Père Ardura : Charles de Foucauld a vécu dans le Sahara entre des soldats français plus ou moins mécréants et des musulmans qui étaient très pratiquants. C’est un des aspects propres de Charles de Foucauld qui se dit « le Frère universel ». Nous avons-là un miracle qui précisément est en faveur de quelqu’un qui n’est pas baptisé. Donc, c’est toute la coïncidence des temps et des lieux qui conduit à voir dans cet événement une réponse aux prières qui ont été faites à l’occasion du centenaire de Charles de Foucauld. J’ajoute que, dès que l’on a connu l’accident, sans connaître l’identité de la victime, sans connaître son réel état de santé, son employeur a immédiatement envoyé des sms à toutes ses relations, sa femme aussi, d’ailleurs, à toutes leurs relations, pour demander de prier Charles de Foucauld dont c’était la fête. Il y a donc eu toute une convergence qui fait qu’on a pu attribuer à Charles de Foucauld le sauvetage de ce garçon.

** Enregistrements fournis **
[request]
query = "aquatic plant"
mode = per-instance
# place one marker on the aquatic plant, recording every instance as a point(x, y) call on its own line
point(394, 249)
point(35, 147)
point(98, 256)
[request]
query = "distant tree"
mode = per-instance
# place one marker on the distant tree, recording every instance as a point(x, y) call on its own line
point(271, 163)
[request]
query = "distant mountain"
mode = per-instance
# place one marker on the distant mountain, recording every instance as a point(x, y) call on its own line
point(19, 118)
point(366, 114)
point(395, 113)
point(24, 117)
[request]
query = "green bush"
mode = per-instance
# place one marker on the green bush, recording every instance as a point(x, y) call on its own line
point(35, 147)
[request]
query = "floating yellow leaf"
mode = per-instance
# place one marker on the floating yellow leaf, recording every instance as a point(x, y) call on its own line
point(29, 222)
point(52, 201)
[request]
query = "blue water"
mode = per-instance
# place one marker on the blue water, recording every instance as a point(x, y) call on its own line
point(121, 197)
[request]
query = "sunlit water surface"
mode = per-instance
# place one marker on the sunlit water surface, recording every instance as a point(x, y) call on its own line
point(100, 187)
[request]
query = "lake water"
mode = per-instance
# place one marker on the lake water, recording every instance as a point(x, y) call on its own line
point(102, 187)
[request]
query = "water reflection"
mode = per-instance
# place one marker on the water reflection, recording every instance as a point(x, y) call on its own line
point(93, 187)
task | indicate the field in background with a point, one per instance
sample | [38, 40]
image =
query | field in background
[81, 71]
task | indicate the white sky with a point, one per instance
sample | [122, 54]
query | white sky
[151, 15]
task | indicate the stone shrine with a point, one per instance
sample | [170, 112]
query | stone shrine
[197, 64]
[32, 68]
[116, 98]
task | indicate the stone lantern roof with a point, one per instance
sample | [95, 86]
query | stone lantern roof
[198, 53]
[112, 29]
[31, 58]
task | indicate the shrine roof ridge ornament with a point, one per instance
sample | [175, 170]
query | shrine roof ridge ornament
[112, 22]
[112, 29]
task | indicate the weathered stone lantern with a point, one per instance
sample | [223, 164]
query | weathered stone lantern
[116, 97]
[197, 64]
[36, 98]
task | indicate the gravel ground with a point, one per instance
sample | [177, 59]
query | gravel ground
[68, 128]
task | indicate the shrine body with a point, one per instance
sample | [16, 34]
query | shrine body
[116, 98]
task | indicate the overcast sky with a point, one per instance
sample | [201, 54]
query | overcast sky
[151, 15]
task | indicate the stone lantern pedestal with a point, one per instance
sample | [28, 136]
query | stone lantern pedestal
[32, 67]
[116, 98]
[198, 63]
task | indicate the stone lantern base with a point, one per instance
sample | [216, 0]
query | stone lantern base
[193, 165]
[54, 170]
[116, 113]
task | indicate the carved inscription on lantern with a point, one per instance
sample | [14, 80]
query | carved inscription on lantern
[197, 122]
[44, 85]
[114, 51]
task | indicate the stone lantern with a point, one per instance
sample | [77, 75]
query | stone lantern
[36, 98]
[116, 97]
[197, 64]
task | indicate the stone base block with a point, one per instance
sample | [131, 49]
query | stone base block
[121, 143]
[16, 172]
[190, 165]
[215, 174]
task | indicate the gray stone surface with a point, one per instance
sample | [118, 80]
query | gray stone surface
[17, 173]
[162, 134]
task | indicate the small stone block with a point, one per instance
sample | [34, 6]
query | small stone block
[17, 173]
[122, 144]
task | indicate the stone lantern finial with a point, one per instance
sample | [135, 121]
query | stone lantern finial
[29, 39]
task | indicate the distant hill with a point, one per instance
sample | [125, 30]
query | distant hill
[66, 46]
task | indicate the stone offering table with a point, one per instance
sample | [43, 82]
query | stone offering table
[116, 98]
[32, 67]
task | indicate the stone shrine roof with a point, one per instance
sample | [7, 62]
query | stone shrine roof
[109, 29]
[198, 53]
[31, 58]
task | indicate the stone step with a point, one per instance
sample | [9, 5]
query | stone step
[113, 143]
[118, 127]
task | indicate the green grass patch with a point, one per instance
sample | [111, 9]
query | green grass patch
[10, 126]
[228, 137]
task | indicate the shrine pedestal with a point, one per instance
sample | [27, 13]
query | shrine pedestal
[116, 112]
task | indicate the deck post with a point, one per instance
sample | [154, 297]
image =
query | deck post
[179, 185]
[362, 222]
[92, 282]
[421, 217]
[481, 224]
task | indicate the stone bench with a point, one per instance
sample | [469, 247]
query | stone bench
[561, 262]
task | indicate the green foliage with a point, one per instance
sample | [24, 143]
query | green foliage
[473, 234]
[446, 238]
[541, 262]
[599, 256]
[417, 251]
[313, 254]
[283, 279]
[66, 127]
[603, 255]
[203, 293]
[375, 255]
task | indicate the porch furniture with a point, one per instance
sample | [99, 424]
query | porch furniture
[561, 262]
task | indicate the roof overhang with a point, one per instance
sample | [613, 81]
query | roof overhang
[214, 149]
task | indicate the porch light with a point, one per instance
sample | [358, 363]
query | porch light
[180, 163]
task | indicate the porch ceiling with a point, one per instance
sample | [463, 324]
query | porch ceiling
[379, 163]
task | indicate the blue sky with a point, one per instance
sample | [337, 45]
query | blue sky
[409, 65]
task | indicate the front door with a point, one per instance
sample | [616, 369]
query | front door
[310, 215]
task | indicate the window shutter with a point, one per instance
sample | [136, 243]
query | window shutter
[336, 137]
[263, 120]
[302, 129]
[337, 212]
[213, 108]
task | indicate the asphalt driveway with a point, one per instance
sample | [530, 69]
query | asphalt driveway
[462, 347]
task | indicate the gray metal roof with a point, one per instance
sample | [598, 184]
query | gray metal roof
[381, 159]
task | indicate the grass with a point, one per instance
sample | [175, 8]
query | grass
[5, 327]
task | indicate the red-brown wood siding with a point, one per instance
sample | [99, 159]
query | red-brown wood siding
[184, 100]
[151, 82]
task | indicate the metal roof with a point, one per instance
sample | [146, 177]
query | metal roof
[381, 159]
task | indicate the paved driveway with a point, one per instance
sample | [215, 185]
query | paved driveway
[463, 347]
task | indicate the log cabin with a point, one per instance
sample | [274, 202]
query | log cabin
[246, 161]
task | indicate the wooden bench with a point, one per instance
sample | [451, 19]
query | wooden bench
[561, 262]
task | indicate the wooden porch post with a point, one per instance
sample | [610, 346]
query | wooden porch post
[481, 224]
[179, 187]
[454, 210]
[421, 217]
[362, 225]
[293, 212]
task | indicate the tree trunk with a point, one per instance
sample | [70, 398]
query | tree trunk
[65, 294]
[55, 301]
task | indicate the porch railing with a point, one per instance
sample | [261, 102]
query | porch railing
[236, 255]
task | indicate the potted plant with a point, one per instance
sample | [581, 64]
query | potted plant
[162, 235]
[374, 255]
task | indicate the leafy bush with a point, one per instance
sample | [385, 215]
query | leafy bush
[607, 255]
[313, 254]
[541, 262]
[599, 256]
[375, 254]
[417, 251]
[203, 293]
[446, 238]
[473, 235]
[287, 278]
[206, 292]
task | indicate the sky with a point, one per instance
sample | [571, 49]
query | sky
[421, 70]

** À compléter **
A - Relevez tous les noms propres de personnes et de lieux qui figurent dans le passage sur Charles de Foucauld.
B - Donnez la suite du passage sur Charles de Foucauld.
Les enregistrements n'ont ici aucun rôle.

** Résultats **
A -
- Ardura
- Charles de Foucauld
- Sahara

B -
RCF : Est-ce que l’on peut d’ores et déjà l’appeler « saint Charles de Foucauld » ?

Père Ardura : Non, parce qu’il faut qu’ait lieu la canonisation, qui est un acte du magistère du pape.

RCF : Alors, quand va se dérouler cette canonisation, cette cérémonie de canonisation du Père de Foucauld ?

Père Ardura : Personne ne le sait, parce que, comme vous le savez, nous traversons des conditions sanitaires un peu particulières. Habituellement, il y a deux cérémonies de canonisation au Vatican et la deuxième de l’année a lieu au mois d’octobre, ce qui veut dire que les diverses canonisations prévues devraient être soumises au jugement du consistoire des cardinaux que le pape réunit habituellement fin juin-début-juillet. Et à cette occasion, le pape, habituellement, indique la date de la canonisation. Mais pour l’instant, la date du consistoire n’est même pas fixée.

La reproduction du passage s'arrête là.